EXCERPT =>
# Oil fired furnace and hot water heater question



## secutanudu (Mar 15, 2009)

That is exactly how my house is set up. He doesnt drink his boiler water....right? On my boiler, there is the send and return for my radiators. There is also a drinking water that runs into the boiler through a coil then out of the boiler. This water pipe simply runs through the boiler, the water is not mixed. That then feeds into my 50gal electric water heater.

I have two valves near the water heater. One from the boiler and one right from the meter. Each leg has a valve on it. I just swap them in the summer. One is on, one is off.

I have no idea if this is a good or recommended setup - just how it was when I moved in.


----------



## steveinpa (Aug 9, 2010)

Yes, The furnace has a separate internal coil used to just to heat the hot water for faucets, etc. I guess my concern is the effect of hot water from the furnace coil used to fill the electric water heater. I'm not sure of the exact temp of the hot water. But, I do know that the hot water coming from the taps is very hot. The gallons per minute of hot water is not up to the new demands on this type of hot water system. But, while the hot water lasts, it is hot. I'm thinking that in the winter time, when the furnace is cycling more often, that the water temp may be a bit higher. The temp of the water entering the water heater would be higher than actual water temp setting of the electric water heater. If it is ok to plumb the water supply in this way, then it would save electricity of the water heater.

SOURCE EXCERPT =>
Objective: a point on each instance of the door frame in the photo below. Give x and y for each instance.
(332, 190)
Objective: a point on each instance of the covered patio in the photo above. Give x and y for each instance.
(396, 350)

YOUR GOAL =>
Continue the thread about the oil-fired boiler feeding the electric water heater from where it stops.

EXERCISE RESPONSE =>
Having said that, would it be a good idea to add a mixing valve to mix hot water from the furnace heater with cold water to reduce the water temp inlet going into the electric water heater? The inlet water would be warm, but not as hot as directly from the furnace. Also, we don't want to use the system of shutting off the water supply to the electric heater from the furnace in the summer time or shutting off a cold water inlet directly from the main in the winter. We would just turn off the furnace in the summer and allow the water to pass through the furnace coil and feed into the water heater.

Steve


----------



## secutanudu (Mar 15, 2009)

Have you actually tested the temperature of the hot water before it turns cold? Are you sure it's above what you would want in an electric heater?

I have no idea if this is true - but the reason a plumber told me it was good to switch off the coil in the summer was that more sediment builds up in the coil (the one in the boiler) when water runs through it and that you cannot replace them. So why "use it up" when you don't need to. Seems ridiculous to me...why would water sitting in the pipe be much better than water flowing through it?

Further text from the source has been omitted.